# Vietnamese: Ho Chi Minh City / Saigon



## ilocas2

So, what is more used by people living in this city, people in Vietnam or by people from Vietnam in other countries? Let aside what is "correct", I'm interesed in everyday speech.


----------



## Brioche

I was in Saigon last year.

Saigon is still the most common way to describe the city, and is used on bus destinations in District 1.

The code for the airport is still SGN.

Just look at the names of the hotels:
Intercontinental Asiana Saigon
Sheraton Saigon
Sofitel Plaza Saigon
Moevenpick Saigon Hotel
Metropole Saigon
Saigon Riverside Hotel

The name of the river though the city is still the Saigon River, and was not changed when the name of the city was changed.

The overseas Vietnamese who fled after the take-over by the North *never* use the name Ho-Chi-Minh-City.


----------



## BP.

I checked with a couple of Vietnamese colleauges, and they say they always call it Ho-Chi-Min-city. They are not 'overseas Vietnamese' by the way, only 'residing temporarily in a foreign country Vietnamese'.


----------



## kepulauan

Is there, by chance, a difference between north and south in this regard? Saigon being far less communist than Hanoi (from how it appears to me) and therefore effecting choice of names. Or is it just easier to say?


----------



## ngphuocdai2401

Hi everybody, I'm Dai Nguyen, from Vietnam.

Concerning the question raised in the first post, please be informed that in Vietnam Ho Chi Minh City is now more used than Saigon because Ho Chi Minh city is the official name of this city. However, we people would like to call it Saigon since it is a beautiful name and it recalls us a beautiful time of this city in the past.


pollodia said:


> Is there, by chance, a difference between north and south in this regard? Saigon being far less communist than Hanoi (from how it appears to me) and therefore effecting choice of names. Or is it just easier to say?


Saigon was officiallly renamed as Ho Chi Minh city in 1976 (one year after the victory against US to unite the country) to honour Ho Chi Minh, a great leader of our country who has devoted all his life to the independence of Vietnam. The choice of name was made by the Government which governs the whole country (North and South).

By the way, Ho Chi Minh is one of the most wealthiest cities in Vietnam, far above from the capital, Hanoi city.


----------



## Linhpi

ilocas2 said:


> So, what is more used by people living in this city, people in Vietnam or by people from Vietnam in other countries? Let aside what is "correct", I'm interesed in everyday speech.


I live in Hà Nội and I find that both of them are equally popular here. In official documents you must you the official name, Ho Chi Minh city, but in everyday speech you can use both. In the name of restaurants, hotels etc. it seems Saigon is more popular, maybe because it makes the name shorter and therefore more economical


----------



## vanhoabui

In everyday language, most people use Saigon as it is shorter than Ho Chi Minh City (Thành phố Hồ Chí Minh in Vietnamese).

(Exercise tasks):
a - Revise the Saigon naming thread from "Saigon is still" to "city was changed.", replacing "airport" with "main airport".
b - Carry on the Saigon naming thread from the point where it stops.
The records that follow are separate material, apart from the Saigon naming thread.

(Data):
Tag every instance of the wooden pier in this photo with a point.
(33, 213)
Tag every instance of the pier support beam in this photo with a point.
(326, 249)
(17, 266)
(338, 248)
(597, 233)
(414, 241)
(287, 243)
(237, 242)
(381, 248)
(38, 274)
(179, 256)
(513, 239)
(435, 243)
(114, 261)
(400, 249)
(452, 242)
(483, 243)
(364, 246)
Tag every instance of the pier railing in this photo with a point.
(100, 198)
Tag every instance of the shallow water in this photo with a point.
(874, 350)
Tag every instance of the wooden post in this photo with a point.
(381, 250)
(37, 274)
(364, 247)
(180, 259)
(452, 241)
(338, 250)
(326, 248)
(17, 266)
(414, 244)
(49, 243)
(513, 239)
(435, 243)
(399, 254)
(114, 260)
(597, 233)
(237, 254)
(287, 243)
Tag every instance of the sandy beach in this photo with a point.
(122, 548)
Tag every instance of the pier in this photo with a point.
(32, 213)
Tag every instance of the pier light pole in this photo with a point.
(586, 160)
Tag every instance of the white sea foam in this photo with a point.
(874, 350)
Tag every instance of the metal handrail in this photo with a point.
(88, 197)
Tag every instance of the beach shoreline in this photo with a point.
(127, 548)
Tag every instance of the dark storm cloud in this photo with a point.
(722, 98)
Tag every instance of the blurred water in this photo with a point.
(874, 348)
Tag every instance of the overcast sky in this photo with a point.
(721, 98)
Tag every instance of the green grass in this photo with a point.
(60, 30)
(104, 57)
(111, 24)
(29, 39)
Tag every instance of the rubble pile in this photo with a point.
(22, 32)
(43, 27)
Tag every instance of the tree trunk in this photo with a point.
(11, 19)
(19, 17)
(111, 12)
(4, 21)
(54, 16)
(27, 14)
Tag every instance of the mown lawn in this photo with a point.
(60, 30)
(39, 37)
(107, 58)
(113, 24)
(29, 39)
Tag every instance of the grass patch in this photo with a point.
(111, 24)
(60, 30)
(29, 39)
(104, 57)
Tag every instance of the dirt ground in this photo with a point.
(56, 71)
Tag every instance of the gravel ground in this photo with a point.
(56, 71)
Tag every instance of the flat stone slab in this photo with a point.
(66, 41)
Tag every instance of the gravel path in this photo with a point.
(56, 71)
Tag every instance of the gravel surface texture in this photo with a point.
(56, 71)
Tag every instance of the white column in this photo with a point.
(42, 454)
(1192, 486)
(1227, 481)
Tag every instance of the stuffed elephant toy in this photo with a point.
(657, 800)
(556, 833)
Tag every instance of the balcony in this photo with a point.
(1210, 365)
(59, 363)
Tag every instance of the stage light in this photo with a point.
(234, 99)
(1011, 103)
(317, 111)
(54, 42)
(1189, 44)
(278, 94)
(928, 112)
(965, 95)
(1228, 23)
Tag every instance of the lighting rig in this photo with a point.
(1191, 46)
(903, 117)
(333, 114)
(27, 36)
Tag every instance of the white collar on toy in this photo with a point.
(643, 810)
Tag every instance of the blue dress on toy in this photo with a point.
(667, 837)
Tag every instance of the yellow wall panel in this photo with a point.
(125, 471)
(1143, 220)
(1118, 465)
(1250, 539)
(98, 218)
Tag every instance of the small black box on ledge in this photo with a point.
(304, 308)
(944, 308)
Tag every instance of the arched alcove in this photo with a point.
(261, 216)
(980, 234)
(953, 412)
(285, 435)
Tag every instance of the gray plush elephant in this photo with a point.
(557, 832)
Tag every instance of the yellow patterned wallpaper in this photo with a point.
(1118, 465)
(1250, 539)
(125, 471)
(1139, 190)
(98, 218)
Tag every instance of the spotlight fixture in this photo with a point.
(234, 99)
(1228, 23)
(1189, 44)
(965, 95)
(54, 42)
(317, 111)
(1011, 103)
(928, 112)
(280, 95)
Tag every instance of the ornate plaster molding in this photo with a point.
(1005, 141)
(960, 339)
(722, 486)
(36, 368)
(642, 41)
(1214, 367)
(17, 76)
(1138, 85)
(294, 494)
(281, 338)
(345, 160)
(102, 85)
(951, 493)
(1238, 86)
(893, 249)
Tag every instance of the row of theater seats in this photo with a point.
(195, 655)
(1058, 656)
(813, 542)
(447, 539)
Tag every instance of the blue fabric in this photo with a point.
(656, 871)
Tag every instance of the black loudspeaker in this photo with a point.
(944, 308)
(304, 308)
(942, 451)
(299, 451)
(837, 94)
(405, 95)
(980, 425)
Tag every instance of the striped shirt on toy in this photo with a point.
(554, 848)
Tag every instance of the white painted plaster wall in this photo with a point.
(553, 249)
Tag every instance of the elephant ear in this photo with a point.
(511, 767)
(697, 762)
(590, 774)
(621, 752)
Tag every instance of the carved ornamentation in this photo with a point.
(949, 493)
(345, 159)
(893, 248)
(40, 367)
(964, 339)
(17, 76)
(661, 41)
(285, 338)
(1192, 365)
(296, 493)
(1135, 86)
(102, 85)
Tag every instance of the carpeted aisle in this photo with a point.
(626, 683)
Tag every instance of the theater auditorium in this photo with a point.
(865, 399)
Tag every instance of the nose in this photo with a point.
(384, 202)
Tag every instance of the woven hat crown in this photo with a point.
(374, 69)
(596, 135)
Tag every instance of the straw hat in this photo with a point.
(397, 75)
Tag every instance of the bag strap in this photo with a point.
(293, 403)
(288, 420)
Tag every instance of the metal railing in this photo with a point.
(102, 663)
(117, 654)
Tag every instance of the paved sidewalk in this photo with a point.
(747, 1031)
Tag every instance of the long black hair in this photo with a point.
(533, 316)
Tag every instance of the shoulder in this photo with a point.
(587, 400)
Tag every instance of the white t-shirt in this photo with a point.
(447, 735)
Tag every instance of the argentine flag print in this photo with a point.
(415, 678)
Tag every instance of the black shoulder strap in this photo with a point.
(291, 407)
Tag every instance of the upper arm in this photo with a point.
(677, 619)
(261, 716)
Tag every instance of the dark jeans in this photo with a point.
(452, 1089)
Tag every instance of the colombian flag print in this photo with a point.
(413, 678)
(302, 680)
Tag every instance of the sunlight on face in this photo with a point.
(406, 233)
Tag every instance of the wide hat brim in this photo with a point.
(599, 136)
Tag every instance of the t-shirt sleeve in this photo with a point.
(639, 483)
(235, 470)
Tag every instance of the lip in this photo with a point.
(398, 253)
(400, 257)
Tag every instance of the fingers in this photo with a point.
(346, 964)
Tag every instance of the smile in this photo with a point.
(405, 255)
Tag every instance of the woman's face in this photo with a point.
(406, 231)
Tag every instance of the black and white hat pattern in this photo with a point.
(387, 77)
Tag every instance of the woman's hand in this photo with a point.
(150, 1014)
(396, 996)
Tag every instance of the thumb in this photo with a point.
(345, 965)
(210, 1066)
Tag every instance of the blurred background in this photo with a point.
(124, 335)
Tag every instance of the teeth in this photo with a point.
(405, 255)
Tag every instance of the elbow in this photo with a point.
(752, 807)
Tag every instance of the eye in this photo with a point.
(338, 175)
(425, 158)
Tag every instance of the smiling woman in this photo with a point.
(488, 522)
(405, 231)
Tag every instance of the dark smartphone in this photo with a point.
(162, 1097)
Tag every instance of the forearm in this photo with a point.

(Responses to the tasks):
a -
Saigon is still the most common way to describe the city, and is used on bus destinations in District 1.

The code for the main airport is still SGN.

Just look at the names of the hotels:
Intercontinental Asiana Saigon
Sheraton Saigon
Sofitel Plaza Saigon
Moevenpick Saigon Hotel
Metropole Saigon
Saigon Riverside Hotel

The name of the river though the city is still the Saigon River, and was not changed when the name of the city was changed.

b -
----------



## vietcutie703

The official name of the city is HCM city after the Communist took country of Viet Nam. But the people will call it Sai Gon for aesthetic, historical, and cultural reasons- as well as for convenience.  Sai Gon is also used over HCM city for political reasons particularly by those who were persecuted and suffered at the hands of HCM and the Communist Regime.  When speaking to the Vietnamese diaspora, it is sensitive and comforting to refer to the city as Sai Gon.  HCM city just leaves a bad taste in everyone's mouth, unless if you're a Vietnamese youth who grew up under the Communist Regime.


----------



## ilocas2

These informations are really interesting.

Thank you all for answers


----------



## lehoang

BelligerentPacifist said:


> I checked with a couple of Vietnamese colleauges, and they say they always call it Ho-Chi-Min-city. They are not 'overseas Vietnamese' by the way, only 'residing temporarily in a foreign country Vietnamese'.


 
As a Saigonese I have never used "Thanh pho HCM" in place of "Sai gon" in my everyday conversation. The same is alo true when I speak English - I use Saigon, not HCM City.


----------



## andrew4558

To ilocas2: Calling Saigon or HCMcity conveys political nuances between Vietnamese. Vietnamese from North Vietnam are proud to call it HCM city. For Southerners, and Vietnamese overseas (if they're not originally from the North Vietnam) they will call Saigon.
Those who are born after the war they'll be taught in school and might call it HCM city. But it depends as well on the their families. If their fathers were civil servants or officiers of South Republic and were "invited" for years in reeducation camp. That's another story.
Another thing, since communist countries always control media like China, Cuba, North Korea it's surely HCM city will be lingering on and on and on TV, newspapers and other media.


----------



## vietcutie703

vietcutie703 said:


> The official name of the city is HCM city after the Communist took country of Viet Nam. But the people will call it Sai Gon for aesthetic, historical, and cultural reasons- as well as for convenience.  Sai Gon is also used over HCM city for political reasons particularly by those who were persecuted and suffered at the hands of HCM and the Communist Regime.  When speaking to the Vietnamese diaspora, it is sensitive and comforting to refer to the city as Sai Gon.  HCM city just leaves a bad taste in everyone's mouth, unless if you're a Vietnamese youth who grew up under the Communist Regime.



*didn't notice I had a typo, I meant to say TOOK *CONTROL* of Viet Nam.


----------



## starnightnt

Well, about this issue, *SaiGon* is the name which called in 1930s and it'd had a famous words : Saigon - *The pearl of Indochina. *
It refers to a region where called *District 1 *nowadays - the center of city
*HCMc* is an official name on map, for instance. 

Saigon or HCMc, I don't think they are same. If we live in the suburb of city, such as Cu Chi, we don't call that place is in Sai Gon, it's in HCMc . 

And now, in everyday life, Vietnamese has a short name to refer it : *city *replace for *HCMc*. 

That's a little information I knew about Viet Nam.


----------



## newname

starnightnt said:


> It refers to a region where called *District 1 *nowadays - the center of city
> *HCMc* is an official name on map, for instance.
> 
> Saigon or HCMc, I don't think they are same. If we live in the suburb of city, such as Cu Chi, we don't call that place is in Sai Gon, it's in HCMc .



That's correct! and How long have you been living there?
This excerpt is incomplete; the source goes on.